• [Work instructions] Extract every line of the items below that contains the word "house".

• [Records provided]
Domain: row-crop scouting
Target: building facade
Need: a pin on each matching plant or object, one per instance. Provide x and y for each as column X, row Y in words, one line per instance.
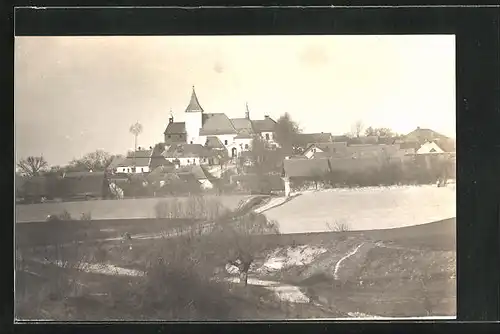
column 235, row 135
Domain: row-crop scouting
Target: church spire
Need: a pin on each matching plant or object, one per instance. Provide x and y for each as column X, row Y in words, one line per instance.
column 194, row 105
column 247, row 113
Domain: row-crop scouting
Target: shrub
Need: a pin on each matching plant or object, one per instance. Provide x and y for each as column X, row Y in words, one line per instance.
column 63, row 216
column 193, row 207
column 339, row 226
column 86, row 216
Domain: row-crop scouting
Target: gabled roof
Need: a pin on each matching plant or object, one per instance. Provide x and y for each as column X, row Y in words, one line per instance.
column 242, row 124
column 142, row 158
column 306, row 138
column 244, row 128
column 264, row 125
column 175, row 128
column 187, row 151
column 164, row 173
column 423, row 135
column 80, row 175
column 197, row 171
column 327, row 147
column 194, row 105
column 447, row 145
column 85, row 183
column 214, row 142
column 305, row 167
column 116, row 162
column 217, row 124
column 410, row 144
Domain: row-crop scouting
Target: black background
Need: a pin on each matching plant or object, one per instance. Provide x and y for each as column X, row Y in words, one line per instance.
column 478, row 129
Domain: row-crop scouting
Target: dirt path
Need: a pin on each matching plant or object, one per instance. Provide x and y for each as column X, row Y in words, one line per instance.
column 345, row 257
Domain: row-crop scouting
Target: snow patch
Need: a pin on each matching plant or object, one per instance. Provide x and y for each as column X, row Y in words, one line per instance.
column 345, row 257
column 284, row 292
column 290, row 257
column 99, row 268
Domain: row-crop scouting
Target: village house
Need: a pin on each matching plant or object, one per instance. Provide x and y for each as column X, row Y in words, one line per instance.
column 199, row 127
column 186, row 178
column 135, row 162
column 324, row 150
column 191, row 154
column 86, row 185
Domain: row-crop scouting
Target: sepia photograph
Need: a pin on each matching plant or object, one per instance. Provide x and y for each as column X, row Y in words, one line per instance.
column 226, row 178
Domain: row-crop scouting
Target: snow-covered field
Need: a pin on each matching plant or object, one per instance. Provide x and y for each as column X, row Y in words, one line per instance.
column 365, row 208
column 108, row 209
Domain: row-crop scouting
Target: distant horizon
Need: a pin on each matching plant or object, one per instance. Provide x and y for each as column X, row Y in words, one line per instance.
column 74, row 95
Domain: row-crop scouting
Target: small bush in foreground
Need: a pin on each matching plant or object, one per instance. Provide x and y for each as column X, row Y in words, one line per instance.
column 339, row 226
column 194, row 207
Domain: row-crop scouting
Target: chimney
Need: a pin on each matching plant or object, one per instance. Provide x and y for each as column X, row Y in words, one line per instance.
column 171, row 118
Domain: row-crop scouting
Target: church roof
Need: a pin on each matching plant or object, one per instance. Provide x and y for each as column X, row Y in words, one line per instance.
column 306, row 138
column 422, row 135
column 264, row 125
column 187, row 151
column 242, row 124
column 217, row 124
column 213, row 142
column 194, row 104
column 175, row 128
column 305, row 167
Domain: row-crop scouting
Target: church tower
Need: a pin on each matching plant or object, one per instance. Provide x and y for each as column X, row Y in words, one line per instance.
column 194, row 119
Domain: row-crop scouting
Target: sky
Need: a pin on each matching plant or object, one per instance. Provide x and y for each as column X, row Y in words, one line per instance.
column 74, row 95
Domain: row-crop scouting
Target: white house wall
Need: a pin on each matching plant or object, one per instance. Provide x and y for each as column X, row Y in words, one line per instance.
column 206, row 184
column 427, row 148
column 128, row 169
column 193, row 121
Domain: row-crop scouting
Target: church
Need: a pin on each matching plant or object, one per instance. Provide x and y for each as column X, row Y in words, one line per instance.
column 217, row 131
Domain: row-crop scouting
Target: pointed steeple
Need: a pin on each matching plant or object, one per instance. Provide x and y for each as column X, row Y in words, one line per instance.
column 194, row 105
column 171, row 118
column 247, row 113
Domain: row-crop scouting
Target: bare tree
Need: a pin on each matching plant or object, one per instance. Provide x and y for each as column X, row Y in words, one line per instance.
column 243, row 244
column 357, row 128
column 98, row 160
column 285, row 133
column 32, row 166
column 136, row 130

* * *

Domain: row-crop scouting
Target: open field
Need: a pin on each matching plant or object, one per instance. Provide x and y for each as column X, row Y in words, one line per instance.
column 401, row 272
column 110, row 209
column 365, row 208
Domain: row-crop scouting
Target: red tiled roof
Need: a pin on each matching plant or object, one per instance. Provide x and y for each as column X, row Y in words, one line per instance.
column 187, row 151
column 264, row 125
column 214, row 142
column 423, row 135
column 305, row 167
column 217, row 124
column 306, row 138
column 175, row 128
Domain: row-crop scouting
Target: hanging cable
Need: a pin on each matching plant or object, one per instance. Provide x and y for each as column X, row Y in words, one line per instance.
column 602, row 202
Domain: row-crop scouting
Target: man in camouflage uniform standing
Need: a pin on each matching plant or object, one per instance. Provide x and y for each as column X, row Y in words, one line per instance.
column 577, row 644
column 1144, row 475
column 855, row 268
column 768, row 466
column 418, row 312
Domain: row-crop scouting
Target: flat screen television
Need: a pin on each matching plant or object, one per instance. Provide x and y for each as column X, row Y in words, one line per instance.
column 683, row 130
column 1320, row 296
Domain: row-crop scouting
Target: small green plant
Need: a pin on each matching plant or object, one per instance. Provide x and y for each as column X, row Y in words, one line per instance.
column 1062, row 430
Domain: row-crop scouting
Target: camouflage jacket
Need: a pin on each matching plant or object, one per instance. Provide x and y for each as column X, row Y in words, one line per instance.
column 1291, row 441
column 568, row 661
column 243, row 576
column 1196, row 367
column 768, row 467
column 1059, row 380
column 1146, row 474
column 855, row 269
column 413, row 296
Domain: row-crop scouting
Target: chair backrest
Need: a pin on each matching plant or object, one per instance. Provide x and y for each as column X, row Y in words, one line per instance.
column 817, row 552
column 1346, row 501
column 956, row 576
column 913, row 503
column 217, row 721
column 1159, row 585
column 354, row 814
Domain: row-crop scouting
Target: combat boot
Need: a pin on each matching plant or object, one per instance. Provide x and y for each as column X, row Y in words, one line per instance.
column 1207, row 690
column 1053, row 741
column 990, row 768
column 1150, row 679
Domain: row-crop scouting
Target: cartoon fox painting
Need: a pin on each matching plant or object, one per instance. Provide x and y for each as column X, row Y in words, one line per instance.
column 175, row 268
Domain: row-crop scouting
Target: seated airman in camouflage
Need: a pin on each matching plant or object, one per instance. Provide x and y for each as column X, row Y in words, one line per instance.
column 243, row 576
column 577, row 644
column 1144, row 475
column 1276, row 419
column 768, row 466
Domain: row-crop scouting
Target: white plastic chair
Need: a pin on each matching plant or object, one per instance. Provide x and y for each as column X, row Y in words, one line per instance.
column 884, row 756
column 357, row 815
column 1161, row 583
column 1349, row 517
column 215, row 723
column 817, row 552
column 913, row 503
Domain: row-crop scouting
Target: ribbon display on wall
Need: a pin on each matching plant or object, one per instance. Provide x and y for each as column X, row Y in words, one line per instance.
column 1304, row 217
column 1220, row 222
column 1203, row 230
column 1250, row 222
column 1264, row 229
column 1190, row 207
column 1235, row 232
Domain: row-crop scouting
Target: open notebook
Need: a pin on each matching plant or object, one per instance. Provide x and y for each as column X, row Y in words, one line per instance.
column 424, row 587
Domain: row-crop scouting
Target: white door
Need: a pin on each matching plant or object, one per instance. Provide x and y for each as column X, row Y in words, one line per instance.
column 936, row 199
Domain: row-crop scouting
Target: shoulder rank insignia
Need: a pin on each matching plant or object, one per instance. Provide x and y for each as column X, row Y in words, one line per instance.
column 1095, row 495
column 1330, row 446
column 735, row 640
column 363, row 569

• [Written reply]
Target: village house
Target: white house wall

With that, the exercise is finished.